## START

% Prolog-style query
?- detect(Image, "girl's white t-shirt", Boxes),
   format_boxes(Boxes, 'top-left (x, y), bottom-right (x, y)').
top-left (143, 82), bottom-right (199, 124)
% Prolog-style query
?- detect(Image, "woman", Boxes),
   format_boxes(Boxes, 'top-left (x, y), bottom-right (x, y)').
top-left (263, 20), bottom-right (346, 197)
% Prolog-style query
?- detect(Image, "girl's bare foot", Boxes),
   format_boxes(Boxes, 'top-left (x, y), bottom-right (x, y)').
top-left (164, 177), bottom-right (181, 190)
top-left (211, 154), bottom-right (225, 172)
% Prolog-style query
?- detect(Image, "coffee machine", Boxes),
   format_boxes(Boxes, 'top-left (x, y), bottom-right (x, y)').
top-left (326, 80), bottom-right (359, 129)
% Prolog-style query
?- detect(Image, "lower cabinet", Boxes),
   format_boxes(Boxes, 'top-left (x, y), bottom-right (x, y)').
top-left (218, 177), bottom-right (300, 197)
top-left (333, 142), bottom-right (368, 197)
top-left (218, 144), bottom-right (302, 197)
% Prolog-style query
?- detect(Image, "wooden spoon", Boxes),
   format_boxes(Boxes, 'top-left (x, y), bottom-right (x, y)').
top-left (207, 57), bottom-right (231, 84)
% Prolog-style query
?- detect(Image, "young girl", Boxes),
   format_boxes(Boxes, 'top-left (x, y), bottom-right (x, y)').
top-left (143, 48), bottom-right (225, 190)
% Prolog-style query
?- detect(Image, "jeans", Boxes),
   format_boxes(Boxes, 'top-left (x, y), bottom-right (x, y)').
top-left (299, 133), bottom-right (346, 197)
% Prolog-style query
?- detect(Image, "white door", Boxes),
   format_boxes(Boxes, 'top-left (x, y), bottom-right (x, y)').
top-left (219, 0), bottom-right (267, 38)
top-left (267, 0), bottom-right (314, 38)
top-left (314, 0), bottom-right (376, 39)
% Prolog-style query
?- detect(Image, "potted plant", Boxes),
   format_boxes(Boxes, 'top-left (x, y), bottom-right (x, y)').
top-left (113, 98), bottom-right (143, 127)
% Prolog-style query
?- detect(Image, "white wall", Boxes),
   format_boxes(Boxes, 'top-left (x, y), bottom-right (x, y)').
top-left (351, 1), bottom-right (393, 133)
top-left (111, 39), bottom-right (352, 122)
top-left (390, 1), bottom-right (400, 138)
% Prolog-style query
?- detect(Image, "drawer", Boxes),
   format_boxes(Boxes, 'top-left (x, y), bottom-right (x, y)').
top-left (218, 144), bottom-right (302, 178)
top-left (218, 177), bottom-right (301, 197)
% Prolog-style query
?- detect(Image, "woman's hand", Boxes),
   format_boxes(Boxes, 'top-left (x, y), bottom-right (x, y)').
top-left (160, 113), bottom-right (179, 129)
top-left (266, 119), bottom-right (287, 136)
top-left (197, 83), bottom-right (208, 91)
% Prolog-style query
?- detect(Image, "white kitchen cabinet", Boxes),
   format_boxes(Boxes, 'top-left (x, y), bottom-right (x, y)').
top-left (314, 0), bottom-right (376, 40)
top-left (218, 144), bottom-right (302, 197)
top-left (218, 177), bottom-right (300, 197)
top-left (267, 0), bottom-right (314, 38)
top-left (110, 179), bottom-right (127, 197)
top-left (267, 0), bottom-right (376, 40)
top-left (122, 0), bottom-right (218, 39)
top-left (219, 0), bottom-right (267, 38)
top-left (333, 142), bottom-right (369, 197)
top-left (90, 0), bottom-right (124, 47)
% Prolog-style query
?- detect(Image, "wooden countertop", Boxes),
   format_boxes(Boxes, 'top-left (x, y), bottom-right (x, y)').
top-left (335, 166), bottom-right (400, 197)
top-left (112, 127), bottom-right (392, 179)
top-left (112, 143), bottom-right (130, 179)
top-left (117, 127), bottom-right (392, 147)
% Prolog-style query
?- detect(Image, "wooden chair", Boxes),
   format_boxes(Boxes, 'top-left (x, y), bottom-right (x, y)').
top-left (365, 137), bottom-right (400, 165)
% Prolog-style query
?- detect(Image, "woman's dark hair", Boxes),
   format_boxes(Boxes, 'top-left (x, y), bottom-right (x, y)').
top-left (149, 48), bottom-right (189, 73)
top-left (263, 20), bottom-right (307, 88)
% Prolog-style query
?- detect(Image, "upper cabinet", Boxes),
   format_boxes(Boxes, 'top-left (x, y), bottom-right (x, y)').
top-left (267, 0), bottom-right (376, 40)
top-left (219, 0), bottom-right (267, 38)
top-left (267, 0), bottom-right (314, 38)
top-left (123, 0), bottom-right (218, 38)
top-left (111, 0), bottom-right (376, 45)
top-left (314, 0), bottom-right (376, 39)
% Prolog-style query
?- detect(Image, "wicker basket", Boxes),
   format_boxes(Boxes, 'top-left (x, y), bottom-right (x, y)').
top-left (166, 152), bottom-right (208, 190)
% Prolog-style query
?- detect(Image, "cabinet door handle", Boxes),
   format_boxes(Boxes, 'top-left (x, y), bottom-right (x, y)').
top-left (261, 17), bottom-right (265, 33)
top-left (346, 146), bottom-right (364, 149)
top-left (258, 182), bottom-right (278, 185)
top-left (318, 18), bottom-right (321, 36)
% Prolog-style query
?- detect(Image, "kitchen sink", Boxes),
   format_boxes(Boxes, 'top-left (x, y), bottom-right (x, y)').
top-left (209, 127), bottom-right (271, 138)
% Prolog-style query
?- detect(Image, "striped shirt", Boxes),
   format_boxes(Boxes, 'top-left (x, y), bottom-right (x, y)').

## END

Description of the task =>
Return every one of the records above verbatim, keeping each line and its order unchanged.

The result =>
% Prolog-style query
?- detect(Image, "girl's white t-shirt", Boxes),
   format_boxes(Boxes, 'top-left (x, y), bottom-right (x, y)').
top-left (143, 82), bottom-right (199, 124)
% Prolog-style query
?- detect(Image, "woman", Boxes),
   format_boxes(Boxes, 'top-left (x, y), bottom-right (x, y)').
top-left (263, 20), bottom-right (346, 197)
% Prolog-style query
?- detect(Image, "girl's bare foot", Boxes),
   format_boxes(Boxes, 'top-left (x, y), bottom-right (x, y)').
top-left (164, 177), bottom-right (181, 190)
top-left (211, 154), bottom-right (225, 172)
% Prolog-style query
?- detect(Image, "coffee machine", Boxes),
   format_boxes(Boxes, 'top-left (x, y), bottom-right (x, y)').
top-left (326, 80), bottom-right (359, 129)
% Prolog-style query
?- detect(Image, "lower cabinet", Boxes),
   format_boxes(Boxes, 'top-left (x, y), bottom-right (x, y)').
top-left (218, 177), bottom-right (300, 197)
top-left (333, 142), bottom-right (368, 197)
top-left (218, 144), bottom-right (302, 197)
% Prolog-style query
?- detect(Image, "wooden spoon", Boxes),
   format_boxes(Boxes, 'top-left (x, y), bottom-right (x, y)').
top-left (207, 57), bottom-right (231, 84)
% Prolog-style query
?- detect(Image, "young girl", Boxes),
   format_boxes(Boxes, 'top-left (x, y), bottom-right (x, y)').
top-left (143, 48), bottom-right (225, 190)
% Prolog-style query
?- detect(Image, "jeans", Boxes),
   format_boxes(Boxes, 'top-left (x, y), bottom-right (x, y)').
top-left (299, 133), bottom-right (346, 197)
% Prolog-style query
?- detect(Image, "white door", Boxes),
   format_boxes(Boxes, 'top-left (x, y), bottom-right (x, y)').
top-left (219, 0), bottom-right (267, 38)
top-left (267, 0), bottom-right (314, 38)
top-left (314, 0), bottom-right (376, 39)
% Prolog-style query
?- detect(Image, "potted plant", Boxes),
   format_boxes(Boxes, 'top-left (x, y), bottom-right (x, y)').
top-left (113, 98), bottom-right (143, 127)
% Prolog-style query
?- detect(Image, "white wall", Boxes),
   format_boxes(Boxes, 'top-left (x, y), bottom-right (x, y)').
top-left (351, 1), bottom-right (393, 133)
top-left (111, 39), bottom-right (352, 122)
top-left (390, 1), bottom-right (400, 138)
% Prolog-style query
?- detect(Image, "drawer", Boxes),
   format_boxes(Boxes, 'top-left (x, y), bottom-right (x, y)').
top-left (218, 144), bottom-right (302, 178)
top-left (218, 177), bottom-right (301, 197)
% Prolog-style query
?- detect(Image, "woman's hand", Boxes),
   format_boxes(Boxes, 'top-left (x, y), bottom-right (x, y)').
top-left (160, 113), bottom-right (179, 129)
top-left (266, 119), bottom-right (287, 136)
top-left (197, 83), bottom-right (208, 91)
% Prolog-style query
?- detect(Image, "white kitchen cabinet", Boxes),
   format_boxes(Boxes, 'top-left (x, y), bottom-right (x, y)').
top-left (314, 0), bottom-right (376, 40)
top-left (218, 144), bottom-right (302, 197)
top-left (218, 177), bottom-right (300, 197)
top-left (267, 0), bottom-right (314, 38)
top-left (110, 179), bottom-right (127, 197)
top-left (267, 0), bottom-right (376, 40)
top-left (122, 0), bottom-right (218, 39)
top-left (219, 0), bottom-right (267, 38)
top-left (333, 142), bottom-right (369, 197)
top-left (90, 0), bottom-right (124, 47)
% Prolog-style query
?- detect(Image, "wooden countertop", Boxes),
   format_boxes(Boxes, 'top-left (x, y), bottom-right (x, y)').
top-left (335, 166), bottom-right (400, 197)
top-left (112, 127), bottom-right (392, 179)
top-left (112, 143), bottom-right (130, 179)
top-left (117, 127), bottom-right (392, 147)
% Prolog-style query
?- detect(Image, "wooden chair", Boxes),
   format_boxes(Boxes, 'top-left (x, y), bottom-right (x, y)').
top-left (365, 137), bottom-right (400, 165)
% Prolog-style query
?- detect(Image, "woman's dark hair", Boxes),
   format_boxes(Boxes, 'top-left (x, y), bottom-right (x, y)').
top-left (149, 48), bottom-right (189, 73)
top-left (263, 20), bottom-right (307, 88)
% Prolog-style query
?- detect(Image, "upper cabinet", Boxes),
   format_boxes(Boxes, 'top-left (x, y), bottom-right (x, y)').
top-left (267, 0), bottom-right (376, 40)
top-left (219, 0), bottom-right (267, 38)
top-left (267, 0), bottom-right (314, 38)
top-left (123, 0), bottom-right (218, 38)
top-left (111, 0), bottom-right (376, 45)
top-left (314, 0), bottom-right (376, 39)
% Prolog-style query
?- detect(Image, "wicker basket", Boxes),
   format_boxes(Boxes, 'top-left (x, y), bottom-right (x, y)').
top-left (166, 152), bottom-right (208, 190)
% Prolog-style query
?- detect(Image, "cabinet door handle", Boxes),
   format_boxes(Boxes, 'top-left (x, y), bottom-right (x, y)').
top-left (261, 17), bottom-right (265, 33)
top-left (346, 146), bottom-right (364, 149)
top-left (258, 182), bottom-right (278, 185)
top-left (318, 18), bottom-right (321, 36)
% Prolog-style query
?- detect(Image, "kitchen sink", Boxes),
   format_boxes(Boxes, 'top-left (x, y), bottom-right (x, y)').
top-left (209, 127), bottom-right (271, 138)
% Prolog-style query
?- detect(Image, "striped shirt", Boxes),
   format_boxes(Boxes, 'top-left (x, y), bottom-right (x, y)').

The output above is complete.